_Goal_: Convert the rows below into a Markdown table with two columns, No and Line: put each row's number under No and its text under Line, and skip any blank lines.

── Material shown

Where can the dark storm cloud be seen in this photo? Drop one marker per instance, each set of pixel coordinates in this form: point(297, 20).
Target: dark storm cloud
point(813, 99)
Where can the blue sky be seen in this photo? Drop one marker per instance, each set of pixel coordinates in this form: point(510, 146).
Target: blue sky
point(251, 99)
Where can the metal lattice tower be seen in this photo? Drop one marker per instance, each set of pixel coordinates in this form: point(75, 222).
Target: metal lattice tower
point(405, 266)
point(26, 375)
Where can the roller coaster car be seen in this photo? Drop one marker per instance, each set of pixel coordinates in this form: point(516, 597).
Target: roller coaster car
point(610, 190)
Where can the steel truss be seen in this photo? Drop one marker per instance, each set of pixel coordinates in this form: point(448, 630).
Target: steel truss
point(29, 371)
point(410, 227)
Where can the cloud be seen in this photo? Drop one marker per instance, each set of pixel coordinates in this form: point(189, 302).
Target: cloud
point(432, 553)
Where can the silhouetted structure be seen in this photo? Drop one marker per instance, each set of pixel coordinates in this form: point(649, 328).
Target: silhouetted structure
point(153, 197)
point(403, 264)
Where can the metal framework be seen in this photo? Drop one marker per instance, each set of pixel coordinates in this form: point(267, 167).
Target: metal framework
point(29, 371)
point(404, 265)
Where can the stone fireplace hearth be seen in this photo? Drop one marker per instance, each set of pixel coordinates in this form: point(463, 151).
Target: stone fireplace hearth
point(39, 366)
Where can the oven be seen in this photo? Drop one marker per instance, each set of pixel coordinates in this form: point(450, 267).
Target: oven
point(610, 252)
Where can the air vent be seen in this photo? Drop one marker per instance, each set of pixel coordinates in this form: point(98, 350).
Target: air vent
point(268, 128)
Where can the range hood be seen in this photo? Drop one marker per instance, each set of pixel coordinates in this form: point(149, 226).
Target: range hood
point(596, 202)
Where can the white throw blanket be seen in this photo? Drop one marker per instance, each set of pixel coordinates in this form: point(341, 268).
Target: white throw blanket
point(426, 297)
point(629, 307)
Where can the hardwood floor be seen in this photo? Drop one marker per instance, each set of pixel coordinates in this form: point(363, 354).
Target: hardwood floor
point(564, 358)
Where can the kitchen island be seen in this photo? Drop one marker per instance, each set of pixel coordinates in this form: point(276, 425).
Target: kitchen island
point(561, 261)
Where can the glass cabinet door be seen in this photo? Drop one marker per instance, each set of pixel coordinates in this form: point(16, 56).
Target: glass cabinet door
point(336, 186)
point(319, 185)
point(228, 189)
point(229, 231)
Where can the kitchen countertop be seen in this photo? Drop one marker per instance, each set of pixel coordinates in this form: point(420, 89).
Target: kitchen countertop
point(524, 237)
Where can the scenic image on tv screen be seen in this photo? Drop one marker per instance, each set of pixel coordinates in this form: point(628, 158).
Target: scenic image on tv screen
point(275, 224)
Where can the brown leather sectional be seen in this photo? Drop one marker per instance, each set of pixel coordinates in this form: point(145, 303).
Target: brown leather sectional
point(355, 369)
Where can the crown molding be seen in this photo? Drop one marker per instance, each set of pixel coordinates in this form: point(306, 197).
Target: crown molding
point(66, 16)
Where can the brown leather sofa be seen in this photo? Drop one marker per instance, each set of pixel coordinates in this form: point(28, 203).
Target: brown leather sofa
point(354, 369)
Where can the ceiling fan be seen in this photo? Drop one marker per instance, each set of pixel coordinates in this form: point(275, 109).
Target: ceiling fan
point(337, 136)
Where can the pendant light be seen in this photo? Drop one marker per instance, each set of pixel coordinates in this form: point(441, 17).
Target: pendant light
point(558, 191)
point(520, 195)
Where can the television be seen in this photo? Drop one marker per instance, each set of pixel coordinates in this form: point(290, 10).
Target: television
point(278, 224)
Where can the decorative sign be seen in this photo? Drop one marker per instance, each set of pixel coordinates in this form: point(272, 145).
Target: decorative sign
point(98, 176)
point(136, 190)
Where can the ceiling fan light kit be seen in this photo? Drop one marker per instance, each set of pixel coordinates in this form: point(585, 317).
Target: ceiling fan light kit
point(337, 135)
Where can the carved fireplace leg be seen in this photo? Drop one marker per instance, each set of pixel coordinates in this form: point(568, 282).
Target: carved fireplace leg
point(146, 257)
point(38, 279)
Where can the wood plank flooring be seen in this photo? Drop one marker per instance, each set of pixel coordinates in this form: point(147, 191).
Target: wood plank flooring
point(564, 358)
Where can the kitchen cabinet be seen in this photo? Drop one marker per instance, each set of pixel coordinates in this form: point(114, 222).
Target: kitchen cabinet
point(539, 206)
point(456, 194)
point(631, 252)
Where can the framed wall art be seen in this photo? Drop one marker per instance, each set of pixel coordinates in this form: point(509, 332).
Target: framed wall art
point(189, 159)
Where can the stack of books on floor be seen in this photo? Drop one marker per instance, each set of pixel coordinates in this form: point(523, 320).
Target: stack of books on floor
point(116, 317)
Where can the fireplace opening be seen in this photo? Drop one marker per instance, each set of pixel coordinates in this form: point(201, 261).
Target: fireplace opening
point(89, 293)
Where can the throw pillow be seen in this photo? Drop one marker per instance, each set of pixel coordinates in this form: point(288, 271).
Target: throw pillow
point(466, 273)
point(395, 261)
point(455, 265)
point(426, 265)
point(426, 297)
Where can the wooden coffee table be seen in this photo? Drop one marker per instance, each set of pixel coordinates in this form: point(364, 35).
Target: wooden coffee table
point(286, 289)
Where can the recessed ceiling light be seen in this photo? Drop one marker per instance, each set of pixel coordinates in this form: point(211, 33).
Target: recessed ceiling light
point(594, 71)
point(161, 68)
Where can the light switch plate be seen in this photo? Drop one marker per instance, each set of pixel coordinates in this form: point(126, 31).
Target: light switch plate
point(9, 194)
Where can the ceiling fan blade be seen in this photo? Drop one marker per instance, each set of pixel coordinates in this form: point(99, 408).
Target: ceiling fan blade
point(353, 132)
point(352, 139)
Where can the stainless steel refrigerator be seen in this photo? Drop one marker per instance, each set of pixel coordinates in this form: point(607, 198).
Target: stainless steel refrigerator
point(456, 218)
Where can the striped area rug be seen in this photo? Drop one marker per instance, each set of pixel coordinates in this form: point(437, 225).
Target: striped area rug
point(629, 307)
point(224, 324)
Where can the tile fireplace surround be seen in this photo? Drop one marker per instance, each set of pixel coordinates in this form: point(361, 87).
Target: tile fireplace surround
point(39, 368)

────

_Expected answer_:
| No | Line |
|---|---|
| 1 | Where can the dark storm cloud be seen in this photo? Drop one marker per instance, each set of pixel coordinates in this form: point(297, 20). |
| 2 | Target: dark storm cloud |
| 3 | point(813, 99) |
| 4 | Where can the blue sky be seen in this photo? Drop one marker per instance, each set of pixel coordinates in this form: point(510, 146). |
| 5 | Target: blue sky |
| 6 | point(251, 99) |
| 7 | Where can the metal lattice tower be seen in this photo? Drop one marker per instance, each set of pixel coordinates in this form: point(75, 222). |
| 8 | Target: metal lattice tower |
| 9 | point(405, 266) |
| 10 | point(26, 375) |
| 11 | Where can the roller coaster car be seen in this photo? Drop one marker per instance, each set of pixel coordinates in this form: point(516, 597). |
| 12 | Target: roller coaster car |
| 13 | point(610, 190) |
| 14 | Where can the steel truss be seen in this photo? Drop one marker per instance, each set of pixel coordinates in this form: point(448, 630). |
| 15 | Target: steel truss |
| 16 | point(29, 371) |
| 17 | point(410, 227) |
| 18 | Where can the cloud be seen in this photo? Drop one marker per instance, each set of pixel coordinates in this form: point(189, 302). |
| 19 | Target: cloud |
| 20 | point(432, 553) |
| 21 | Where can the silhouetted structure be seen in this photo? Drop one marker per instance, each set of pixel coordinates in this form: point(649, 328). |
| 22 | Target: silhouetted structure |
| 23 | point(153, 197) |
| 24 | point(403, 264) |
| 25 | Where can the metal framework be seen in this photo? Drop one marker per instance, each set of pixel coordinates in this form: point(267, 167). |
| 26 | Target: metal framework |
| 27 | point(29, 371) |
| 28 | point(404, 265) |
| 29 | Where can the stone fireplace hearth be seen in this photo? Drop one marker per instance, each set of pixel coordinates in this form: point(463, 151). |
| 30 | Target: stone fireplace hearth |
| 31 | point(39, 366) |
| 32 | Where can the oven be seen in this photo? Drop one marker per instance, each set of pixel coordinates in this form: point(450, 267). |
| 33 | Target: oven |
| 34 | point(610, 252) |
| 35 | Where can the air vent be seen in this photo? Drop one marker per instance, each set of pixel coordinates in this form: point(98, 350). |
| 36 | Target: air vent |
| 37 | point(268, 128) |
| 38 | Where can the range hood be seen in this photo? Drop one marker per instance, each set of pixel coordinates in this form: point(149, 226). |
| 39 | Target: range hood |
| 40 | point(596, 202) |
| 41 | Where can the white throw blanket be seen in this photo? Drop one marker per instance, each set of pixel coordinates in this form: point(341, 268). |
| 42 | Target: white throw blanket |
| 43 | point(426, 297) |
| 44 | point(629, 307) |
| 45 | Where can the hardwood floor be seen in this photo? Drop one marker per instance, each set of pixel coordinates in this form: point(363, 354). |
| 46 | Target: hardwood floor |
| 47 | point(564, 358) |
| 48 | Where can the kitchen island be seen in this photo? Drop one marker per instance, each set of pixel coordinates in this form: point(276, 425). |
| 49 | Target: kitchen island |
| 50 | point(561, 261) |
| 51 | Where can the glass cabinet door be seen in this photo? Drop one marker per instance, each set of pixel coordinates in this form: point(16, 56). |
| 52 | Target: glass cabinet door |
| 53 | point(336, 186) |
| 54 | point(319, 185) |
| 55 | point(228, 189) |
| 56 | point(229, 231) |
| 57 | Where can the kitchen countertop be seen in this photo? Drop one marker per instance, each set of pixel coordinates in this form: point(420, 89). |
| 58 | Target: kitchen countertop |
| 59 | point(524, 237) |
| 60 | Where can the scenic image on tv screen be seen in this photo? Drop one marker per instance, each set of pixel coordinates in this form: point(628, 158). |
| 61 | Target: scenic image on tv screen |
| 62 | point(275, 224) |
| 63 | Where can the brown leather sectional be seen in this photo? Drop one marker per instance, each set of pixel coordinates in this form: point(145, 303). |
| 64 | Target: brown leather sectional |
| 65 | point(355, 369) |
| 66 | Where can the crown molding be seen in this photo? Drop one marker per instance, each set of pixel coordinates in this form: point(306, 197). |
| 67 | Target: crown molding |
| 68 | point(66, 16) |
| 69 | Where can the brown leather sofa be seen in this photo? Drop one marker per instance, each set of pixel coordinates in this form: point(28, 203). |
| 70 | Target: brown leather sofa |
| 71 | point(354, 369) |
| 72 | Where can the ceiling fan be seen in this photo? Drop one marker per instance, each set of pixel coordinates in this form: point(275, 109). |
| 73 | Target: ceiling fan |
| 74 | point(337, 136) |
| 75 | Where can the pendant light be seen in this photo? Drop one marker per instance, each set of pixel coordinates in this form: point(441, 17). |
| 76 | Target: pendant light |
| 77 | point(558, 191) |
| 78 | point(520, 195) |
| 79 | Where can the television be seen in this photo? Drop one marker per instance, each set of pixel coordinates in this form: point(290, 10). |
| 80 | Target: television |
| 81 | point(278, 224) |
| 82 | Where can the decorative sign be seen in this photo? Drop one marker per instance, each set of pixel coordinates in this form: point(272, 145). |
| 83 | Target: decorative sign |
| 84 | point(98, 176) |
| 85 | point(136, 190) |
| 86 | Where can the ceiling fan light kit be seen in this photo? Drop one marker per instance, each set of pixel coordinates in this form: point(585, 317). |
| 87 | Target: ceiling fan light kit |
| 88 | point(337, 135) |
| 89 | Where can the carved fireplace leg be seen in this photo? Drop one marker per instance, each set of pixel coordinates in this form: point(568, 282). |
| 90 | Target: carved fireplace leg |
| 91 | point(146, 257) |
| 92 | point(38, 279) |
| 93 | Where can the wood plank flooring be seen in this photo? Drop one marker per instance, each set of pixel coordinates in this form: point(147, 191). |
| 94 | Target: wood plank flooring |
| 95 | point(564, 358) |
| 96 | Where can the kitchen cabinet be seen in this photo? Drop one marker per instance, each set of pixel coordinates in this form: point(114, 222). |
| 97 | Target: kitchen cabinet |
| 98 | point(539, 206) |
| 99 | point(456, 194) |
| 100 | point(631, 252) |
| 101 | Where can the framed wall art be seen in this photo? Drop one marker per instance, each set of pixel coordinates in this form: point(509, 332). |
| 102 | Target: framed wall art |
| 103 | point(189, 159) |
| 104 | Where can the stack of books on floor be seen in this photo? Drop one marker per instance, each set of pixel coordinates in this form: point(523, 320). |
| 105 | Target: stack of books on floor |
| 106 | point(116, 317) |
| 107 | Where can the fireplace opening be seen in this photo? Drop one marker per instance, each set of pixel coordinates in this form: point(201, 261). |
| 108 | Target: fireplace opening |
| 109 | point(89, 293) |
| 110 | Where can the throw pillow be seen in this photo? Drop one marker per instance, each set of pixel coordinates in this form: point(288, 271). |
| 111 | Target: throw pillow |
| 112 | point(466, 273) |
| 113 | point(395, 261) |
| 114 | point(455, 265) |
| 115 | point(426, 265) |
| 116 | point(426, 297) |
| 117 | Where can the wooden coffee table be seen in this photo? Drop one marker per instance, each set of pixel coordinates in this form: point(364, 35). |
| 118 | Target: wooden coffee table |
| 119 | point(286, 289) |
| 120 | Where can the recessed ceiling light be seen in this photo? Drop one marker per instance, each set of pixel coordinates in this form: point(211, 33). |
| 121 | Target: recessed ceiling light |
| 122 | point(594, 71) |
| 123 | point(161, 68) |
| 124 | Where can the light switch plate be seen in this photo? Drop one marker per instance, each set of pixel coordinates in this form: point(126, 31). |
| 125 | Target: light switch plate |
| 126 | point(9, 194) |
| 127 | Where can the ceiling fan blade be seen in this photo? Drop one marker per instance, each set of pixel coordinates in this form: point(99, 408). |
| 128 | Target: ceiling fan blade |
| 129 | point(353, 132) |
| 130 | point(352, 139) |
| 131 | Where can the stainless steel refrigerator be seen in this photo? Drop one marker per instance, each set of pixel coordinates in this form: point(607, 198). |
| 132 | Target: stainless steel refrigerator |
| 133 | point(456, 218) |
| 134 | Where can the striped area rug be seen in this photo? Drop one marker per instance, each set of pixel coordinates in this form: point(437, 225). |
| 135 | Target: striped area rug |
| 136 | point(629, 307) |
| 137 | point(224, 324) |
| 138 | Where can the tile fireplace surround be seen in this photo? Drop one marker per instance, each set of pixel coordinates in this form: point(361, 87). |
| 139 | Target: tile fireplace surround |
| 140 | point(39, 368) |